═════ RECORDS PROVIDED
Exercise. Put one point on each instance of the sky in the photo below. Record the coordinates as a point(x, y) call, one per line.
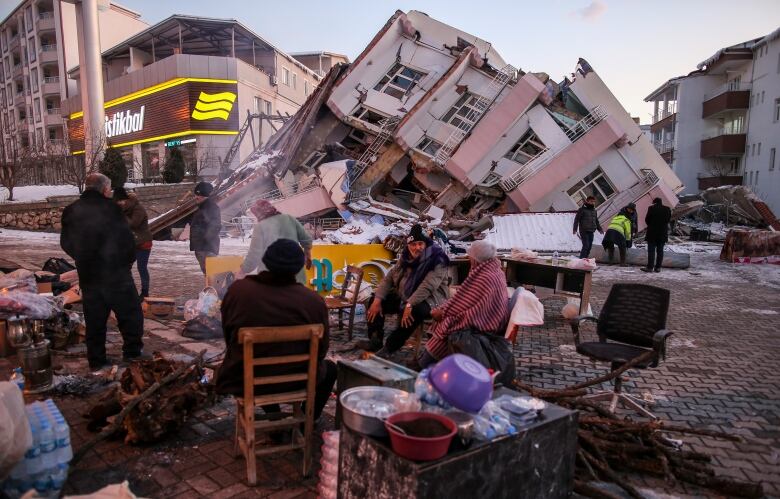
point(634, 45)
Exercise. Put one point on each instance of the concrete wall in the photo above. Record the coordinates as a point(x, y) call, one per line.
point(762, 127)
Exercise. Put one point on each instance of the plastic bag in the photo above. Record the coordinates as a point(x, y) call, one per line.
point(203, 327)
point(490, 350)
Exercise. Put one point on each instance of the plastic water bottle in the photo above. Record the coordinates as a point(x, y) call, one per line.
point(18, 378)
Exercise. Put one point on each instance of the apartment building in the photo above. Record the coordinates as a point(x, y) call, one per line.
point(720, 124)
point(189, 83)
point(434, 116)
point(38, 42)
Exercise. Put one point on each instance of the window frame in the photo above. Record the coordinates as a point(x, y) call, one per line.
point(579, 188)
point(389, 80)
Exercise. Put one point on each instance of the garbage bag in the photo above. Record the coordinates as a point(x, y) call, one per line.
point(203, 327)
point(490, 350)
point(58, 265)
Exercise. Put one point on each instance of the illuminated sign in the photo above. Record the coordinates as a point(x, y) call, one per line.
point(124, 122)
point(210, 106)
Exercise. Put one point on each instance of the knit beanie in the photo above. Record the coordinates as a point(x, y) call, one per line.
point(284, 256)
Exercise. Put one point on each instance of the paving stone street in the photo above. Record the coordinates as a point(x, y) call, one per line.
point(721, 372)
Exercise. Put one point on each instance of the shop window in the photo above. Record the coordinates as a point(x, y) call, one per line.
point(428, 146)
point(527, 148)
point(368, 115)
point(595, 184)
point(465, 113)
point(398, 81)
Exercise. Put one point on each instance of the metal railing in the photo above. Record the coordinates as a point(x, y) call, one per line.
point(596, 116)
point(731, 86)
point(671, 108)
point(664, 147)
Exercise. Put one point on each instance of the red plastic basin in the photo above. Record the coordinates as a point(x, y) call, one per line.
point(420, 448)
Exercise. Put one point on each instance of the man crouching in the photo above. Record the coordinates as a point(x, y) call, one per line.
point(274, 298)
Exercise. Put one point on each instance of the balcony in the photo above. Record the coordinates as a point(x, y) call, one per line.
point(726, 142)
point(726, 98)
point(48, 53)
point(45, 21)
point(51, 86)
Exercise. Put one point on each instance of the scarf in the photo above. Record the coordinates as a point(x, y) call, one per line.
point(418, 268)
point(480, 303)
point(263, 209)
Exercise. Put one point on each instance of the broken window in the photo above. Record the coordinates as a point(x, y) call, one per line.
point(595, 184)
point(428, 146)
point(399, 81)
point(528, 147)
point(368, 115)
point(465, 113)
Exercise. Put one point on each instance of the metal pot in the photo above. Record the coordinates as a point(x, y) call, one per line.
point(388, 401)
point(18, 334)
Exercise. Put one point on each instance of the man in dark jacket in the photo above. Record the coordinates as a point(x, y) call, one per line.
point(205, 225)
point(657, 220)
point(587, 221)
point(96, 235)
point(274, 298)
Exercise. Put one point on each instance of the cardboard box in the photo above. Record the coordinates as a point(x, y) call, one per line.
point(159, 307)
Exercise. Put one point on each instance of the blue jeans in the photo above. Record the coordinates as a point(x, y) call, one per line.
point(587, 243)
point(142, 260)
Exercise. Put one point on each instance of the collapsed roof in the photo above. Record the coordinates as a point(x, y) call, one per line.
point(429, 119)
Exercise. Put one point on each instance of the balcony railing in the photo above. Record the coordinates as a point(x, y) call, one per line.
point(731, 86)
point(671, 108)
point(596, 116)
point(664, 147)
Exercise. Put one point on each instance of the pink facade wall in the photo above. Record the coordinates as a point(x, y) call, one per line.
point(498, 120)
point(567, 163)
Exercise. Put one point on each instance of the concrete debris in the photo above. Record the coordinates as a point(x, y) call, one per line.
point(430, 121)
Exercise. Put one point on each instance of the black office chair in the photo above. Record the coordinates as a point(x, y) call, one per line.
point(632, 322)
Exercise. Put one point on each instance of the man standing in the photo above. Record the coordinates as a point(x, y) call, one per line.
point(274, 298)
point(96, 235)
point(657, 220)
point(205, 225)
point(587, 220)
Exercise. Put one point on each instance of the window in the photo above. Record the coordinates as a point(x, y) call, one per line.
point(368, 115)
point(528, 147)
point(428, 146)
point(465, 113)
point(398, 81)
point(595, 184)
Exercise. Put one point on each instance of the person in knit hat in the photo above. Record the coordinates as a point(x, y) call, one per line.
point(274, 298)
point(272, 226)
point(416, 284)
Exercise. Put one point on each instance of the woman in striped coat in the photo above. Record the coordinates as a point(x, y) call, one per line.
point(480, 304)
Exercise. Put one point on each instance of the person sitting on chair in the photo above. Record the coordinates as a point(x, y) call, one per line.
point(480, 303)
point(274, 298)
point(415, 285)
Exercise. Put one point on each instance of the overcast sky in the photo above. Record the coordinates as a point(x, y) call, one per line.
point(634, 45)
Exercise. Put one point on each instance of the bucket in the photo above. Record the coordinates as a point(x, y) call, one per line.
point(36, 367)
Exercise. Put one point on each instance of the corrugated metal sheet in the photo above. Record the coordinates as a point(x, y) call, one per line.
point(543, 232)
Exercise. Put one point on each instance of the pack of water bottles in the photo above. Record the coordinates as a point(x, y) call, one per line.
point(45, 464)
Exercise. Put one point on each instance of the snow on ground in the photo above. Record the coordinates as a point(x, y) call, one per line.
point(28, 193)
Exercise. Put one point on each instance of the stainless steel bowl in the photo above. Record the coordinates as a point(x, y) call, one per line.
point(364, 408)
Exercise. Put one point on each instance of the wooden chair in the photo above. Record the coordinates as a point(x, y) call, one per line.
point(246, 423)
point(342, 302)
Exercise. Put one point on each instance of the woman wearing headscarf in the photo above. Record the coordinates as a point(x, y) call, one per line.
point(136, 217)
point(416, 284)
point(480, 304)
point(271, 226)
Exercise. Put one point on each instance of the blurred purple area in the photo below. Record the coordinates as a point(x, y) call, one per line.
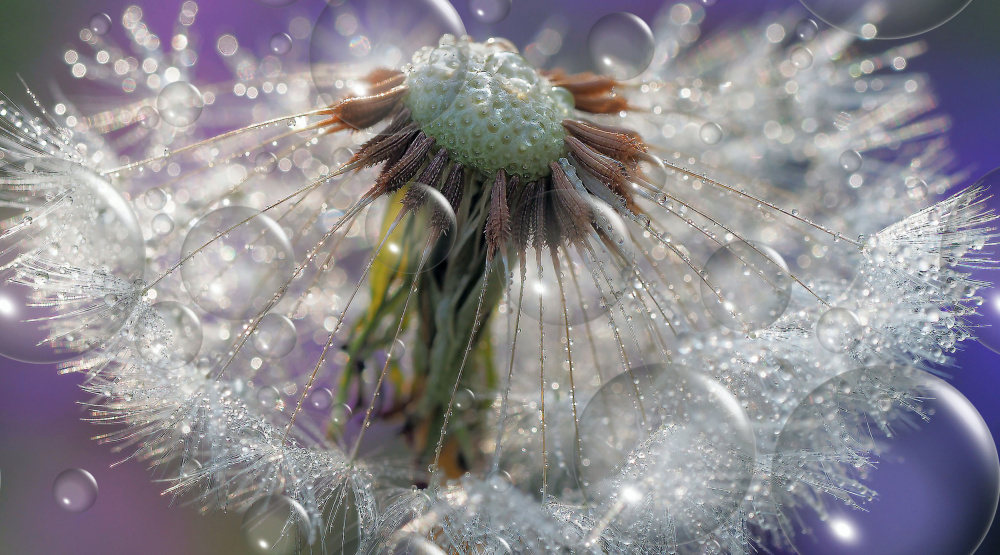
point(41, 433)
══════════
WHAT YOU HAVE TO DO
Skip the pictures and print each record exactly as it stands.

RESPONSE
Exercise. Put one point on each instance of the sky in the photo below. Record the coordinates as a point(x, y) call, one per line.
point(634, 45)
Exercise. Put one point on each instance of the concrete wall in the photo above. Record the coordinates as a point(x, y) call, one per line.
point(762, 127)
Exercise. Put one point on each instance of the plastic bag in the photo above. Record the coordinates as a point(x, y) call, one per line.
point(203, 327)
point(490, 350)
Exercise. Put one point on each instance of the plastic water bottle in the photo above. Record the coordinates as a point(x, y) call, one per line.
point(18, 378)
Exercise. Put one point on each instance of the apartment building in the photo above. Record the coordinates as a point(x, y) call, one per line.
point(720, 124)
point(189, 83)
point(434, 116)
point(38, 42)
Exercise. Put one point on each instance of the window frame in the photo above. Record the coordinates as a point(x, y) call, one per line.
point(579, 188)
point(389, 80)
Exercise. Put one point on each instance of the garbage bag in the photo above. Record the coordinates as a point(x, y) call, one per line.
point(203, 327)
point(490, 350)
point(58, 265)
Exercise. Put one point on each instance of the illuminated sign in the photo above. Record the coordinates as a point(x, y) call, one per line.
point(124, 122)
point(210, 106)
Exercise. Put one point on each instance of the knit beanie in the photo above. Record the coordinates as a point(x, y) call, one per line.
point(284, 256)
Exercise. Put one point on each instance of the paving stone street in the photo above. Record the coordinates as a point(x, y) call, one per line.
point(721, 372)
Exercise. Put one point on each instance of the shop window in the photo above. Record the coordinates as a point(x, y) call, one per line.
point(428, 146)
point(527, 148)
point(368, 115)
point(595, 184)
point(465, 113)
point(398, 81)
Exercise. Put one point on each instance of the metal railing in the photo above. Record the coordinates as a point(x, y) call, one per line.
point(596, 116)
point(731, 86)
point(671, 108)
point(664, 147)
Exercise. Put one point on each instance of the red plastic basin in the photo above. Record the coordinates as a point(x, y) call, one per line.
point(420, 448)
Exercise. Put one point on each instance of the man crouching in the photo above. Record the coordinates as a point(x, y) call, one per line.
point(274, 298)
Exercise. Put one point on each instance of the balcony in the photo above. Record the coordinates as a point(x, y) call, one per line.
point(726, 142)
point(726, 98)
point(48, 53)
point(45, 21)
point(51, 86)
Exercise. Put one point on each instance of the scarf in the photo above. Record the coordinates as a point(x, y) call, one per line.
point(418, 268)
point(480, 303)
point(263, 209)
Exercise. Put one point on each instance of the broken window in the photo above. Record the coordinates as a point(x, y) call, one per line.
point(595, 184)
point(428, 146)
point(399, 81)
point(528, 147)
point(368, 115)
point(465, 113)
Exercise. Put one point on each instance of the metal pot in the photo above. Record the coordinates as a point(x, y) call, one per line.
point(388, 401)
point(18, 334)
Exercise. Put one point on each instance of the man in dark jacket in the photo above. Record the coordinates as a point(x, y) call, one per line.
point(205, 225)
point(657, 220)
point(587, 221)
point(96, 235)
point(274, 298)
Exercise. Put one point on each instance of the cardboard box in the photo above. Record the coordinates as a point(x, y) call, one per line.
point(159, 307)
Exercise. Put one point on each instance of the blue jeans in the photo above. Record the coordinates as a point(x, y) call, one per line.
point(587, 243)
point(142, 260)
Exercise. Put one point on each instance of the collapsed roof in the photo above. Record the coordinates as a point(x, y) call, one per line.
point(429, 119)
Exercise. Put one point on each instance of the balcony railing in the photo above. Record the coordinates as a point(x, y) call, one per line.
point(731, 86)
point(671, 108)
point(596, 116)
point(664, 147)
Exercise. Put one point on each instance of the pink facade wall in the photo above. Record the coordinates as a point(x, y) call, one per line.
point(498, 120)
point(567, 163)
Exercise. Put one point on each instance of the concrete debris in the photo above. Record the coordinates as a point(x, y) call, one per line.
point(430, 121)
Exercise. Put one point on each instance of the black office chair in the photo above. Record the coordinates as a point(x, y) call, one per line.
point(632, 322)
Exercise. Put one point on each instance of the man standing in the photo above. Record the coordinates as a point(x, y) call, one per line.
point(274, 298)
point(96, 235)
point(657, 220)
point(205, 225)
point(587, 220)
Exercise. Put one point on each instance of the window in the photo above. Record the coordinates as a point(x, y) call, one per line.
point(368, 115)
point(528, 147)
point(428, 146)
point(465, 113)
point(398, 81)
point(595, 184)
Exercise. Put one point on each instance of the person in knit hat in the photo above. Record the coordinates as a point(x, y) call, one per line.
point(274, 298)
point(272, 226)
point(416, 284)
Exercise. Put one point on each instance of the woman in striped coat in the photo above. Record the coordinates as a point(x, y) call, one per line.
point(480, 304)
Exercise. Put one point on each instance of the person sitting on chair in the photo above. Record the coordinates as a point(x, y) call, one per line.
point(480, 303)
point(274, 298)
point(415, 285)
Exercise. Put one point on each instance of the overcast sky in the photo above. Record the coordinates as a point(x, y) call, one per line.
point(634, 45)
Exercise. Put one point on each instance of the bucket in the photo above. Record the coordinates as a point(x, y) call, one per line.
point(36, 367)
Exercise. Put one point on each instance of the corrugated metal sheet in the photo above. Record the coordinates as a point(x, y) call, one per line.
point(543, 232)
Exercise. Put one point on each instance of the pack of water bottles in the photo above. Record the coordinates as a point(x, y) call, one per line.
point(45, 464)
Exercise. Put one point on each instance of the snow on ground in the photo above. Record the coordinates as a point(x, y) call, one per line.
point(28, 193)
Exercise. Put one point on each instance of the stainless steel bowl in the photo above. Record the coordinates as a point(x, y) call, one per line.
point(364, 408)
Exercise. Put one point on each instance of the wooden chair in the photo above. Record the coordinates as a point(x, y) call, one per line.
point(246, 423)
point(342, 302)
Exercise. Put one point on each instance of the woman wearing headscarf in the photo above. Record the coordinates as a point(x, y) call, one per line.
point(136, 217)
point(416, 284)
point(480, 304)
point(271, 226)
Exercise. Put one point on each instance of the blurred purple area in the photo below. Record the coordinates as a point(x, y) call, one per line.
point(41, 433)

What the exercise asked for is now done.